**PROBLEM TO SOLVE:** Please update the rows starting with the line that contains "Point out every instance of the eyebrow" and going on through the line that contains "Point out every instance of the vanderbilt", replacing "integer pixel values" with "whole-number pixel coordinates" and leaving everything else unchanged. Leave the pictures out of your answer.

**RECORD SET:**
= = =

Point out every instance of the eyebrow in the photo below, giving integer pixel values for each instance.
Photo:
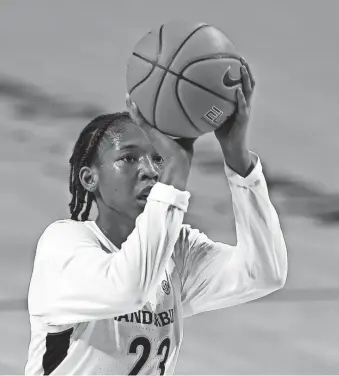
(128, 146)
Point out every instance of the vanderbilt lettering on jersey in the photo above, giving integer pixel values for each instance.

= = =

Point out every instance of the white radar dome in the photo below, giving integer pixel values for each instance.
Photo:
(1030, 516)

= = =

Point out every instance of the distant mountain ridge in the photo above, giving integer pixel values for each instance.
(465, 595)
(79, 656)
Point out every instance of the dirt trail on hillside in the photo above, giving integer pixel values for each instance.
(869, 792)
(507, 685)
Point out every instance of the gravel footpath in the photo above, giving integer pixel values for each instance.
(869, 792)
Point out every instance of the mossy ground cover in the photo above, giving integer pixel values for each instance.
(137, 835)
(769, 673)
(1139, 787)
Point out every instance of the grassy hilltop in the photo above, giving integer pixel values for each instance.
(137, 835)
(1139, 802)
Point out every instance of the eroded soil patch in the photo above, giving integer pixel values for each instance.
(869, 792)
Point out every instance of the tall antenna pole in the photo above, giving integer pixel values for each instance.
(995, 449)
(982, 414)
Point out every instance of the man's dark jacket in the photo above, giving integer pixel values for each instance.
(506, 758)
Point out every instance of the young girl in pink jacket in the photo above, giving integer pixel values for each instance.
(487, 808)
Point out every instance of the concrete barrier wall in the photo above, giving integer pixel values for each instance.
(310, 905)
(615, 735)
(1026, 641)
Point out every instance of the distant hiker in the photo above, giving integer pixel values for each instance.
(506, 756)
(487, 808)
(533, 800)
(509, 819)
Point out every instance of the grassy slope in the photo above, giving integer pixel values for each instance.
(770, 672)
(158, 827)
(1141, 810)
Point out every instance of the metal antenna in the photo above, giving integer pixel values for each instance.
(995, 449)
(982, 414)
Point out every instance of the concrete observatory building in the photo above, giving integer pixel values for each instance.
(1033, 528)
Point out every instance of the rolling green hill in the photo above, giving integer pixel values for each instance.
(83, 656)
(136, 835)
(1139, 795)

= = =

**WRITTEN RESPONSE:**
Point out every instance of the eyebrow in the photo below, giving whole-number pixel coordinates for each instance.
Photo:
(128, 146)
Point out every instance of the vanderbilt lettering on jersey in the photo above, giving whole-number pixel coordinates for each instance.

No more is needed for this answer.